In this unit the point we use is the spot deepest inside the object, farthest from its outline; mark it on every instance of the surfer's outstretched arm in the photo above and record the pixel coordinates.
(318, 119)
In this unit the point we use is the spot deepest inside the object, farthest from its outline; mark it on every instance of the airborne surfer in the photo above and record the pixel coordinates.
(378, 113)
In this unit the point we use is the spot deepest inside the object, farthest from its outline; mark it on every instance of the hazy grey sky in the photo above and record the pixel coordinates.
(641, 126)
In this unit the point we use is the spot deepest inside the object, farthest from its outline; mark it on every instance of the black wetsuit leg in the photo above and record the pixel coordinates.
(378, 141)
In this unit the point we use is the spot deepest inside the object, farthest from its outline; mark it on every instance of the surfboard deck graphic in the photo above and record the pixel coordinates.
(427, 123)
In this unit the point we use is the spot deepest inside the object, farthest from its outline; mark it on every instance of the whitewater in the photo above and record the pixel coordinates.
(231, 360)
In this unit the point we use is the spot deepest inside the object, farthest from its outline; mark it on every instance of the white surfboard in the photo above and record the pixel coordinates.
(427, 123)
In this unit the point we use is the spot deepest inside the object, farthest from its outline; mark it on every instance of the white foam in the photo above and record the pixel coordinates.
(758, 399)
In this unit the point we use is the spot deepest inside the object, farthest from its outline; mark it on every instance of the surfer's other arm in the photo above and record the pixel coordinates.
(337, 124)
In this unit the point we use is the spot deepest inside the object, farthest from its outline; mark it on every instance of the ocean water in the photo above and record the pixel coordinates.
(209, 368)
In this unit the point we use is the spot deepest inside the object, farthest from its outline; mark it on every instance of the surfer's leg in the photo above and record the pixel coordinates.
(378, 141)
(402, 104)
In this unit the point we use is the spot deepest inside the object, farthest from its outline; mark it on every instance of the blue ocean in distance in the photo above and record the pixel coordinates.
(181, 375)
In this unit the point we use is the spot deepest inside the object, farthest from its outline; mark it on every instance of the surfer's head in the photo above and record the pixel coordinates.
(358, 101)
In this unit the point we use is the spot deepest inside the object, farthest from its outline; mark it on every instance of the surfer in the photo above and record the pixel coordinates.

= WHAT THIS TASK INVOLVES =
Output exactly the lines between the one containing "the surfer's other" and the final line above, both inclusive.

= THE REPLY =
In this unit the point we use is the spot deepest inside the object, farthest from its outline; mark it on every instance of the surfer's other arm in the photo above and record the pixel coordinates.
(337, 124)
In this unit the point we use is the spot deepest inside the object, farthest from its outline; mark it on every instance of the ocean water in the photo above and record the pixel coordinates.
(209, 368)
In this unit the point we use is the spot deepest inside the object, farthest from its outline; mark it on every instance of the surfer's leg in the photo above and record the pixel coordinates.
(378, 141)
(402, 104)
In this unit the point we use is the spot deepest inside the object, farthest from its outline; mark it on every instance of the blue ocean in distance in the photo above and record the pixel coordinates.
(181, 375)
In this unit the point we use is the spot deepest inside the object, farthest from its outline; mark it on every instance of the surfer's head in the photo above and record the pixel coordinates.
(358, 101)
In this unit the point we use is the spot deepest inside the object, farthest from its outline; mark it on every instance of the surfer in the photo above and record the pixel coordinates.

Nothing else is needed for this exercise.